##### Extracted records #####

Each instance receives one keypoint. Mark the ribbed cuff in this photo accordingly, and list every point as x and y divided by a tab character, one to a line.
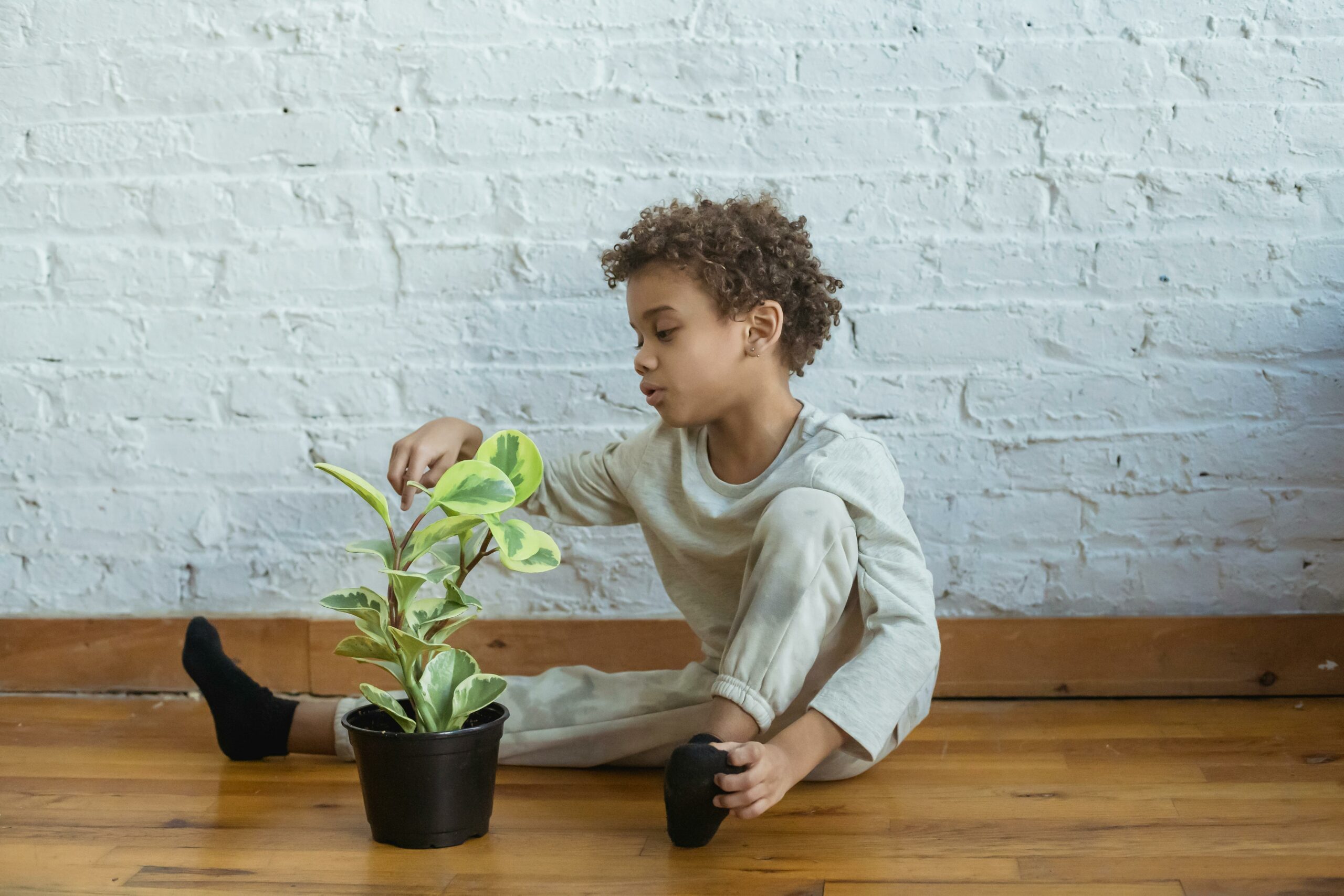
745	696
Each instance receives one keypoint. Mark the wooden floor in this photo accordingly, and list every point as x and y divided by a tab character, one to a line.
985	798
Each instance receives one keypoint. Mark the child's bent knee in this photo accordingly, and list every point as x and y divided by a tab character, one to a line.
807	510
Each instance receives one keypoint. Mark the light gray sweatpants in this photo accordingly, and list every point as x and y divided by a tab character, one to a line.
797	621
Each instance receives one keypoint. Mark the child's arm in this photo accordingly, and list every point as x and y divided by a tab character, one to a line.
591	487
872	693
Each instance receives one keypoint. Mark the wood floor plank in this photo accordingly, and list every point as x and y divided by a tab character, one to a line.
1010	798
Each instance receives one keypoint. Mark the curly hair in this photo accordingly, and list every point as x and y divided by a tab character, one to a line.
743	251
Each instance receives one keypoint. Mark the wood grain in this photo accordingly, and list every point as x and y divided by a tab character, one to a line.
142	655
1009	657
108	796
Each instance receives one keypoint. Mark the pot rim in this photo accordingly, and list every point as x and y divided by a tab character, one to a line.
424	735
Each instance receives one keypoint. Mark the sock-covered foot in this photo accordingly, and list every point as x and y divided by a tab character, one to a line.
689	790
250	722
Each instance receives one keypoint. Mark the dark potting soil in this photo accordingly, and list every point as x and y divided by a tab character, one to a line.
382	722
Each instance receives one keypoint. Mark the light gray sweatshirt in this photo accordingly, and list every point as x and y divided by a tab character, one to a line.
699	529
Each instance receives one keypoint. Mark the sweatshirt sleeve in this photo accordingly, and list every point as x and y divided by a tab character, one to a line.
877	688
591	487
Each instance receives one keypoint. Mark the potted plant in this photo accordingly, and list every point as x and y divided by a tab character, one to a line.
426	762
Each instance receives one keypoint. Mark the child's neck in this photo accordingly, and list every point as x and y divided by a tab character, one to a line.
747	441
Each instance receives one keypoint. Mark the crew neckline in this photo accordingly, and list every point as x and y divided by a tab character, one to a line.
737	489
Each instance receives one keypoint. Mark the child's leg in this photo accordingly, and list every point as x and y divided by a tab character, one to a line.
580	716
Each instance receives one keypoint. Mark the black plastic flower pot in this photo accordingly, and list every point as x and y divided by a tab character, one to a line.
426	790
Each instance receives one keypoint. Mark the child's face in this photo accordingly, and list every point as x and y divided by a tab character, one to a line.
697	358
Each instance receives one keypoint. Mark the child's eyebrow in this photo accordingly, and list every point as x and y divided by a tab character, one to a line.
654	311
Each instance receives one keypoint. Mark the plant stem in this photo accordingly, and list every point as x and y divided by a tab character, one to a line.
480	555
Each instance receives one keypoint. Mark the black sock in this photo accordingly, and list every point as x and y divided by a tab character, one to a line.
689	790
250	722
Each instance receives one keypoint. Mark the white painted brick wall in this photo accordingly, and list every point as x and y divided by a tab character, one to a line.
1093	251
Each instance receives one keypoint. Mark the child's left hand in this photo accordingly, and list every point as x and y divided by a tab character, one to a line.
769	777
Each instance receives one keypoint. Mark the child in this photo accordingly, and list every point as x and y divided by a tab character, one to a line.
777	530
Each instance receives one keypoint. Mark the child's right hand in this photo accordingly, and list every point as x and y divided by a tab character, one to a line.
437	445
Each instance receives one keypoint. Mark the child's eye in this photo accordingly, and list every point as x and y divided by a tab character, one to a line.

#####
##### Extracted records #####

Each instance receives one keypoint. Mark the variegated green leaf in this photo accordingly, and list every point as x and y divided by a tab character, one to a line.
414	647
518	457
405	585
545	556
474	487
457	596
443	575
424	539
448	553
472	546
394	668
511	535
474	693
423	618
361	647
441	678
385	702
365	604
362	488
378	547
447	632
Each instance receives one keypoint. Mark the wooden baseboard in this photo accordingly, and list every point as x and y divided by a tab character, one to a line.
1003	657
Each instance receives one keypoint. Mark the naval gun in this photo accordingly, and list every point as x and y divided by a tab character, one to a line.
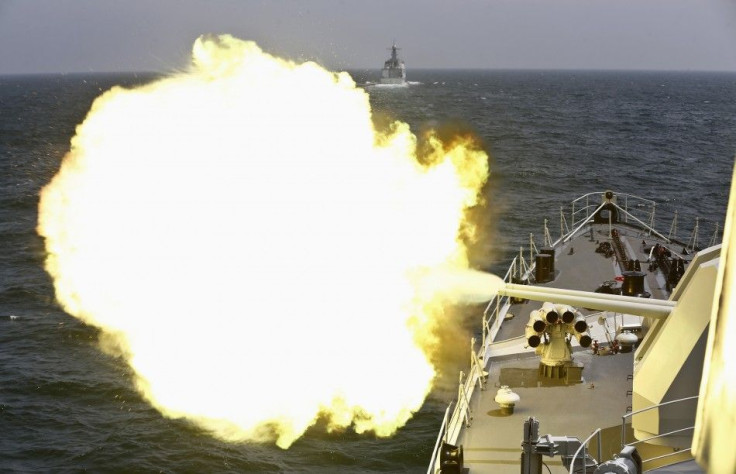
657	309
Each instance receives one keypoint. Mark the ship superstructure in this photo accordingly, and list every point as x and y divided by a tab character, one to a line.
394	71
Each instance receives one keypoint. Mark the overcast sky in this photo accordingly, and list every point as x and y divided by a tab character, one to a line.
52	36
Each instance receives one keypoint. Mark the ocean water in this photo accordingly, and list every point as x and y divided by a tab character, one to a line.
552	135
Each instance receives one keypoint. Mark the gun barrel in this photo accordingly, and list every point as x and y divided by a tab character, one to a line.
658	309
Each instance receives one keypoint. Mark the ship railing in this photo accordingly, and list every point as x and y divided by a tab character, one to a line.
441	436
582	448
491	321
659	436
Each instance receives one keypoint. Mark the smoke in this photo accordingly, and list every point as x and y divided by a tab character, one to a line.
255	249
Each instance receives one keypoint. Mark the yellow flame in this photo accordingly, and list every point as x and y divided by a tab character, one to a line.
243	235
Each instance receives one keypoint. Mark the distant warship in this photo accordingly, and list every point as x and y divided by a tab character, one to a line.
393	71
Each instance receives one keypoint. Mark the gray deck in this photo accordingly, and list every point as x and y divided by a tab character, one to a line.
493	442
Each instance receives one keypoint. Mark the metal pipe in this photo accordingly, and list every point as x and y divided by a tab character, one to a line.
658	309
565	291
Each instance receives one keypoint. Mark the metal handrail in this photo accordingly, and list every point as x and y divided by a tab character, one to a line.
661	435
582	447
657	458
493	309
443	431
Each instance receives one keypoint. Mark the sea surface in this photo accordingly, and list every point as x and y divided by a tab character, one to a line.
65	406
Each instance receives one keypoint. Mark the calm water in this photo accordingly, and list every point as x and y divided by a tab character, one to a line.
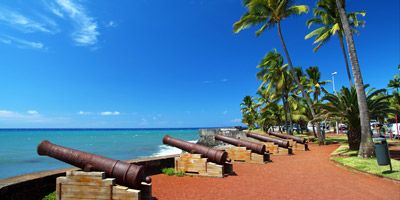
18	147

#####

▶ Aim
Copy out the listing lines verbatim, starting with the line containing "Each instance receives one keypoint. Mark the black sock" and going on through the line containing "Each instance receives one keypoint. Mark the child's eye in", both included.

▶ Answer in full
Each instance receives one keypoint. Mark the black sock in this photo accordingly, and list every point as x and y divided by a tab character, one to a line.
689	790
250	722
Each instance receives one keypoint. Mark the white painted brick wall in this photo accordingly, and list every point as x and y divided by a tab character, one to a line.
1093	251
Each instance receives one keypoint. Mark the child's left hand in this photo accordingly, and list every point as x and y divided by a tab character, one to a line.
769	777
Each instance receives one keypoint. Mark the child in this photo accordingly, and list every point as x and y divided by a tab character, one to a line.
777	530
Each instance receives one keypoint. Mark the child's right hand in this photo accordingly, and list every point as x and y divided by a tab character, one to a line.
437	445
Each instance receives one keypoint. Mark the child's eye in this photo accordingly, and list every point as x and y divided by a tab character, one to a line.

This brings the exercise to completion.